◆ **EXERCISE OBJECTIVE**: Please rewrite the entries below, substituting "window with curtains" for every occurrence of "window with blinds" and keeping everything else the same. Leave the pictures out of your answer.

(Dataset rows)
(begin)
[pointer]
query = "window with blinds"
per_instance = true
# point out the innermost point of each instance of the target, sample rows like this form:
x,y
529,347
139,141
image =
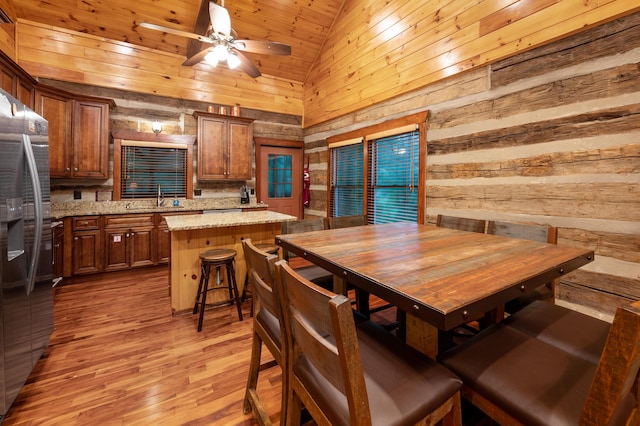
(end)
◆ **RESPONSE TO THIS TASK**:
[pointer]
query = "window with curtains"
per_instance = true
# point out the innermost point of each instance of the target, sample rows like this form:
x,y
529,347
139,141
image =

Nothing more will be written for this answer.